Below are entries. Reproduce exactly the lines between the line holding "Target: grassy embankment" and the line holding "the green vegetation", inclusive, and only those.

BEGIN GIVEN DATA

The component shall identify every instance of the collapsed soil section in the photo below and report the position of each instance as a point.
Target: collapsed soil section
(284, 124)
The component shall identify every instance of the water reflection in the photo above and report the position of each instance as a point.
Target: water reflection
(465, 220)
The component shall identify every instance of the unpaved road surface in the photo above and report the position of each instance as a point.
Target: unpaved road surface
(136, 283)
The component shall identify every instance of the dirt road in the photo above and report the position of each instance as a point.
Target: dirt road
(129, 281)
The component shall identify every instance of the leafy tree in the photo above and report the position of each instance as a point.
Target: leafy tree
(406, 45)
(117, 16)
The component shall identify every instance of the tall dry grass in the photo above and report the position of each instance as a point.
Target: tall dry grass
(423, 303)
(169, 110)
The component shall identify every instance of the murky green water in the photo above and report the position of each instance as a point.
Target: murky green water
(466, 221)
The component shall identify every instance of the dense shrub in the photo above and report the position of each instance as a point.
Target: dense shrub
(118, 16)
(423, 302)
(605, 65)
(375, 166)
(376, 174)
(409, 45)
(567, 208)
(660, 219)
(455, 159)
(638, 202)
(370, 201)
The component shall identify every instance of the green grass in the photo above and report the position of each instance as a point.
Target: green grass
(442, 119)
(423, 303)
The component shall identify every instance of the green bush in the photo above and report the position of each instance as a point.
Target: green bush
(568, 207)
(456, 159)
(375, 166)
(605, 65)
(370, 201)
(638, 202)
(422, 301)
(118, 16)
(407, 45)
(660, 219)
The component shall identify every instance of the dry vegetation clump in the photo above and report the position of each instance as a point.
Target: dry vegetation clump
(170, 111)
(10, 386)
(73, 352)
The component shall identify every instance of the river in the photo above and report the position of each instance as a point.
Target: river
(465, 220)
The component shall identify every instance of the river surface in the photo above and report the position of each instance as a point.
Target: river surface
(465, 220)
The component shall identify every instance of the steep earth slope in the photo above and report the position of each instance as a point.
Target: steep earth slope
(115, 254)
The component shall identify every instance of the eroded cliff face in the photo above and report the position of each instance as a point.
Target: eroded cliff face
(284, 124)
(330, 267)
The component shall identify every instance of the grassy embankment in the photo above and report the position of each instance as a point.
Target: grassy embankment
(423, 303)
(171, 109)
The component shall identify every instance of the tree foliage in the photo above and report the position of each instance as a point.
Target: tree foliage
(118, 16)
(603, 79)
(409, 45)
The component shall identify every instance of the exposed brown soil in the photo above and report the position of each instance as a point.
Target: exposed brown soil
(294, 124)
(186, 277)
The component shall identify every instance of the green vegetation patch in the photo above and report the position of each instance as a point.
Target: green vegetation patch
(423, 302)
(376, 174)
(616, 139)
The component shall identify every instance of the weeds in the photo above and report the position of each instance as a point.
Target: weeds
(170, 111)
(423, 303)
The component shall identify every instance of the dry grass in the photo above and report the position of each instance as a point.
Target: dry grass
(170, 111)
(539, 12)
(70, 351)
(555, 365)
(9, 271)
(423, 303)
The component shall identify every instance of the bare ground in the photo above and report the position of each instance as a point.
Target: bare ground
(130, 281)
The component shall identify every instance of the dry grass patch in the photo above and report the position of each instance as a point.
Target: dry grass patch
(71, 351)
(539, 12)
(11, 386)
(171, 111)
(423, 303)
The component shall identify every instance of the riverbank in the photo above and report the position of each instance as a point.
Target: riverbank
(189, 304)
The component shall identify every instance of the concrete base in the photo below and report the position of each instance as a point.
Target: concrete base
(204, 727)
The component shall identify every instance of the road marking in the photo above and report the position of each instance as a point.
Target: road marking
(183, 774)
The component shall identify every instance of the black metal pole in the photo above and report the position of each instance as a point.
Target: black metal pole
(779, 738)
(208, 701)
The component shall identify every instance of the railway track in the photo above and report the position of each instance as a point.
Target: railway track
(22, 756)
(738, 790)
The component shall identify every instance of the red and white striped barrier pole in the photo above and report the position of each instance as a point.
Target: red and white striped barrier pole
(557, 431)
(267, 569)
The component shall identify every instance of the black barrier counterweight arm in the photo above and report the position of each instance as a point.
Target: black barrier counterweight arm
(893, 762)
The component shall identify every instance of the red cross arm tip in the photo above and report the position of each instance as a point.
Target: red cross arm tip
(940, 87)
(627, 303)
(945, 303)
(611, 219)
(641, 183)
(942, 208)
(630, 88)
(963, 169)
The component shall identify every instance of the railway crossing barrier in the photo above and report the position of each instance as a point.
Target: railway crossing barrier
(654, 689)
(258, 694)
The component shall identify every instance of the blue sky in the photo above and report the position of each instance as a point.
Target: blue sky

END GIVEN DATA

SOLVED PROBLEM =>
Target: grassy embankment
(423, 303)
(171, 109)
The component shall identify every instance of the tree foliage in the photo above and report the position of each instance as a point.
Target: tree foliage
(118, 16)
(603, 79)
(409, 45)
The component shall identify every instance of the exposed brown soil in the photo above and report the position of each instance as a point.
Target: exposed brown soil
(294, 124)
(186, 277)
The component shall identify every instance of the green vegetation patch in the photo above and report the position of each instance as a point.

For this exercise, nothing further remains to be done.